Referential Portraits in Russian Medical Interviews: Toward a Model of Cohesion Margaret H. Mills

This paper presents initial findings from a large-scale study of over thirty clinical interviews recorded in hospitals in St. Petersburg and Moscow. Results from the fieldwork, undertaken in summer 1997, include audio-recorded and transcribed data sets and extensive observational notes. In the current paper I focus on one doctor's interviews with three successive patients in order to identify several patterns of cohesion which I conclude to be language- and culture-specific to the setting of contemporary Russian medical discourse.

The framework for analysis is drawn, in part, from recent theories on the social construction of text as viewed through referential knowledge sets and cohesion in Russian (Yokoyama 1986, 1999, and Zaitseva 1999) and in Hebrew (Fine 1994). I identify the contextually- and culturally-bound shared knowledge sets (the so-called referential portraits) which ultimately serve to construct the text of contemporary clinical dialogues in Russia. These discourse frames will then be compared with the new Master Interview Rating Scale of the US Society of Teachers of Family Medicine (1997) to provide important cross-cultural analyses of these professional discourse models.

A comprehensive review of US doctor-patient discourse (Ong et al. 1995) indicates that previous traditions of paternalistic interviews, with doctor-dominated behaviors, have yielded to more patient-centered approaches with enhanced affective linguistic strategies prescribed for the doctor. However, no empirical studies to date have been undertaken in Russia to investigate this professional discourse. Despite this absence of information on Russian discourse practices, there have been many US-funded medical initiatives in Russia to establish private clinics and provide US-based training to Russian personnel. However, the measures of success remain mixed. Attempts to transfer the US interview models to the Russian setting, for example, present significant challenges beyond that of accurate translation alone.

My hypotheses posit the primacy of the social relationship between Russian doctors and patients in the construction and interpretation of the text. Variables include social status of the patient, gender of the doctor (the female-dominated medical profession in Russia vis-à-vis traditional women's speech) and gender of the patient, shared belief in folk medicine, shared concern about the difficulty obtaining prescription drugs, and mutual expectations for patients' contributions, including self-diagnoses. Against the background of this Russian experience, the interviews comprise a series of referential portraits, i.e., each participant's picture of the deixis {I, you} and the mutually-shared code, which shapes the participation roles and ultimately reflects the cohesion—a cohesion unique in its linguistic and non-linguistic resources and one which differs markedly from the US-prescribed model.

▶ Dataset lines
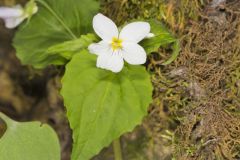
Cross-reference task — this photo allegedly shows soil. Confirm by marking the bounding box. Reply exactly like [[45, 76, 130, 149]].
[[0, 0, 240, 160]]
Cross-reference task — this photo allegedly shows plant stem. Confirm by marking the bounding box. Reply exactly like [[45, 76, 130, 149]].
[[113, 138, 122, 160]]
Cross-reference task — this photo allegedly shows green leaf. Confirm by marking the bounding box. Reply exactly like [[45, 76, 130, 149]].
[[61, 50, 152, 160], [0, 112, 60, 160], [14, 0, 99, 68], [47, 34, 98, 60], [141, 20, 180, 65], [141, 20, 176, 54]]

▶ Your instructions
In the abstract on Russian medical interviews, in which two cities were the clinical interviews recorded?

▶ Final answer
St. Petersburg and Moscow